=== Instructions for the task ===
Copy the lines below word for word, without the pictures.

=== Material to process ===
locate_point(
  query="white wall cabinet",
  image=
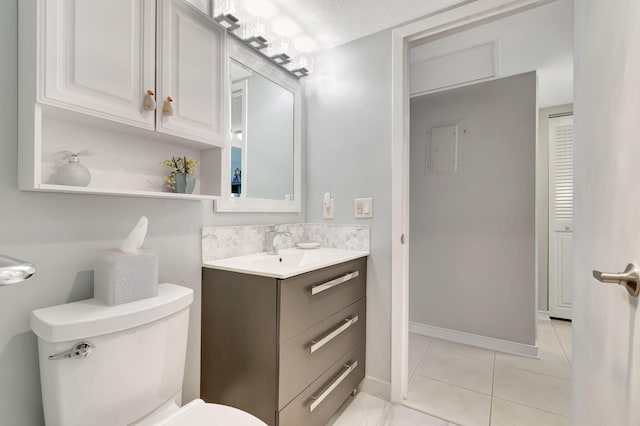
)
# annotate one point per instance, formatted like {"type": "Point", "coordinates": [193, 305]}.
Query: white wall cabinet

=== Answer to this task ===
locate_point(
  query="white wall cabinet",
  image=
)
# annotate one point per instance, formatted like {"type": "Point", "coordinates": [193, 305]}.
Query: white wall cabinet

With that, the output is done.